# Poodle play date (graphics heavy)



## outwest (May 1, 2011)

Since I have stopped going to the dog park for now, I've been working hard getting Bonnie enough exercise. Today Bonnie and Echo were invited to Chili's house for a play date. Echo isn't much of a player, but Bonnie and Chili had a blast. My husband brought the camera:

Ack! Flying poodle!!!!!!!!!!!









"Hey, he looks a little like me!"









Shall we dance?



























Can't catch me!


















Oh, yah?


----------



## outwest (May 1, 2011)

Water break!









She's distracted! I can get away!


















Oh...hello









Alright, where'd he go...









There he is!











Time for a break









Okay, let's go!









As we left to go home, this is what we saw- Don't leave me!


----------



## Onyx11 (Jan 8, 2012)

very cute pics! Looks like they had a great time.Onyx gets to meet his first poodle friend next Friday


----------



## Carley's Mom (Oct 30, 2011)

Dataset entries →

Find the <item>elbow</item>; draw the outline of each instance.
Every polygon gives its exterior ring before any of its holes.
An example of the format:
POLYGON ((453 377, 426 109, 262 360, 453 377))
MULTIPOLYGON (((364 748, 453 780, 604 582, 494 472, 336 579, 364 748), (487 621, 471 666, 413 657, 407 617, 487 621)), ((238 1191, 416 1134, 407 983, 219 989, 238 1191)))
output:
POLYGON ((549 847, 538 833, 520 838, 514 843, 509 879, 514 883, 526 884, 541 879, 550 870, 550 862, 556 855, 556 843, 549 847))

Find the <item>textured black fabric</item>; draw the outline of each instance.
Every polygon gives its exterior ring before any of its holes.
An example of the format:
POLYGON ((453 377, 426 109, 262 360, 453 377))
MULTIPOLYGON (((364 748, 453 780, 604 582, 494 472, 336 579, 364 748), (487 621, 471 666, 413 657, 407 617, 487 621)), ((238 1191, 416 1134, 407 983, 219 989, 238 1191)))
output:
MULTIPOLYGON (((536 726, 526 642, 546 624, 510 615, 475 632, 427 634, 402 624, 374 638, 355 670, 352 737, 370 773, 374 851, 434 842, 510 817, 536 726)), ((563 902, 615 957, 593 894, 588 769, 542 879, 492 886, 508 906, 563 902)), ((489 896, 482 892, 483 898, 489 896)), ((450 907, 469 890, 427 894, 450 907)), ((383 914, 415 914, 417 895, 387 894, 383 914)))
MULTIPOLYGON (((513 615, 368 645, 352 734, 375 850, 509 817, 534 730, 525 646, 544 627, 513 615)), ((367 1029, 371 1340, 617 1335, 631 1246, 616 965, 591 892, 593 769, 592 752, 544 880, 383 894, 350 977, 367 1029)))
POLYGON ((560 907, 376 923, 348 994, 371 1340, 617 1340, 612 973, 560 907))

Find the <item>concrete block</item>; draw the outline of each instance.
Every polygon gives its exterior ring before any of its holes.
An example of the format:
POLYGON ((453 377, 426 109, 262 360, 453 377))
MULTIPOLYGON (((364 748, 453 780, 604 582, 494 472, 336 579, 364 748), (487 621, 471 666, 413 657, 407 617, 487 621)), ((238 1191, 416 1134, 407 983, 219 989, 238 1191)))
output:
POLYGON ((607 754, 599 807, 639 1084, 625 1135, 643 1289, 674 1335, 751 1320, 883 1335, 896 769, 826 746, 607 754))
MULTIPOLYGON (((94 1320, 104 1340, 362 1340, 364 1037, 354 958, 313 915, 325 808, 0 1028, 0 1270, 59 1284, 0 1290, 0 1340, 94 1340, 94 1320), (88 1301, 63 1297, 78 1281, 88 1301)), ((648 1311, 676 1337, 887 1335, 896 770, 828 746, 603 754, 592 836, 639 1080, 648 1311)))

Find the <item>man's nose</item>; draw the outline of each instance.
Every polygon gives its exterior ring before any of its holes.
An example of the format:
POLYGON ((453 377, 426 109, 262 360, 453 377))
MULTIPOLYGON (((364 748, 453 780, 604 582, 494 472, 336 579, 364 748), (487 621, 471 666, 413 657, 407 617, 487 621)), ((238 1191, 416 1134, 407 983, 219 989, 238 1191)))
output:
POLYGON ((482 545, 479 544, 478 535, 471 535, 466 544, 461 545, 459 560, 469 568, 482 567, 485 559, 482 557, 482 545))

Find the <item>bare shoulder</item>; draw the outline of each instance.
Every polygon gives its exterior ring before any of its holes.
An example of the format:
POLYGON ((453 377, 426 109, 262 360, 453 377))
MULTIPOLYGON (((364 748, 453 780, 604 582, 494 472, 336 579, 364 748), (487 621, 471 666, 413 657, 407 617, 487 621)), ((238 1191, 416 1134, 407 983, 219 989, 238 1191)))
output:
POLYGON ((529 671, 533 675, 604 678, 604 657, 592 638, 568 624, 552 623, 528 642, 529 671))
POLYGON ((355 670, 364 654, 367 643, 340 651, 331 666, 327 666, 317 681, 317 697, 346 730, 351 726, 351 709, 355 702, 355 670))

Exercise set →
**A.** Which usernames appear as post authors in the poodle play date thread? List each one once.
**B.** How would you say this sentence from the poodle play date thread in Spanish: "Today Bonnie and Echo were invited to Chili's house for a play date."
**C.** Print the poodle play date thread from "# Poodle play" to "Ack! Flying poodle!!!!!!!!!!!".
The data come from a separate source unrelated to the poodle play date thread.

Answers provided →
**A.**
outwest
Onyx11
Carley's Mom

**B.** Hoy Bonnie y Echo fueron invitados a la casa de Chili para una cita de juego.

**C.**
# Poodle play date (graphics heavy)



## outwest (May 1, 2011)

Since I have stopped going to the dog park for now, I've been working hard getting Bonnie enough exercise. Today Bonnie and Echo were invited to Chili's house for a play date. Echo isn't much of a player, but Bonnie and Chili had a blast. My husband brought the camera:

Ack! Flying poodle!!!!!!!!!!!